### DIRECTION 1
Answer these questions about the travel narrative:
(a) What was the elderly vendor selling?
(b) Which museum was right next to the far end of the street?
(c) What name did the second restaurant have?

### DOCUMENT EXTRACT
* * * * *
A sign of just how imminent social breakdown may in fact be appeared not two minutes later. Directly in front of us were tens of people hoarded around an elderly vendor, who was frantically rushing to cater to all the money being thrust in his direction. Initially, Nic and I were drawn to him, as usually a mass of locals around a street vendor is an indication of a quality product, and we had the faint hope that he might be selling some sort of obscure foodstuff that we could try. But as we rounded the side of the crowd, we saw that it had slightly more daunting implications than that of a delicious local delicacy. The hot product that the vendor was selling were swim-goggles, and he had large cardboard boxes packed to the brim disappearing within seconds such was the demand. The likelihood that all these people were participating in some spontaneous Bosphorus bound marathon swim was extremely remote.

After walking for some time, we came to the far end of the street around where we had initially began, right next to the Pera Museum. It was an area heavily populated by folks who looked both unaware and unfazed by the events coming to a boil a few kilometers up the road. There was another “Konak” restaurant that fit all the descriptions of the one we had initially been looking for, obviously a fairly common franchise in the district. Seeing the complacency that everyone was exhibiting made us feel like we had definitely wandered a safe distance from it all, and we became a product of the lackadaisical attitudes around us, taking a left turn off the main street to look for a quite pub for an ale or two. It would give us a chance to pore over the map and detect our navigational error, plan a path to get back to the bridge, and to discuss the gravity of what we had seen way back up the road.
* * * * *
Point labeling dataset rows
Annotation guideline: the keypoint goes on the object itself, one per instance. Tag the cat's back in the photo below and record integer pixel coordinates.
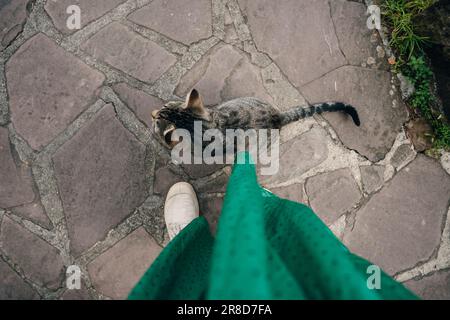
(245, 113)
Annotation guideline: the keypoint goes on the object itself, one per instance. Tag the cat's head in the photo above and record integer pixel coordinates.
(179, 115)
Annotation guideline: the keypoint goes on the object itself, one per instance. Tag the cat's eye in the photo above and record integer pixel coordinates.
(155, 114)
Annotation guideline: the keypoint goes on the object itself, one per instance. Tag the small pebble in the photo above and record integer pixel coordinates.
(380, 52)
(370, 60)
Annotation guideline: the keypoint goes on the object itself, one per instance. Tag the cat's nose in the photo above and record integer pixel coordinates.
(155, 114)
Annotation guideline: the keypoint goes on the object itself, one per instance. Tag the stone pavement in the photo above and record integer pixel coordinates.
* * * * *
### DIRECTION 2
Rewrite the rows from the one containing "the cat's nose" through the end of the rows, inclusive, replacing "integer pixel coordinates" with "whole-number pixel coordinates" and leaving everything else the same.

### TASK SOLUTION 1
(a) Swim-goggles
(b) The Pera Museum
(c) "Konak"

### TASK SOLUTION 2
Annotation guideline: the keypoint goes on the object itself, one per instance. Tag the cat's nose in the photo above and record whole-number pixel coordinates.
(155, 114)
Annotation guideline: the keypoint goes on the object itself, one per instance. Tag the stone pavement in the photo above and record whole-number pixel coordinates.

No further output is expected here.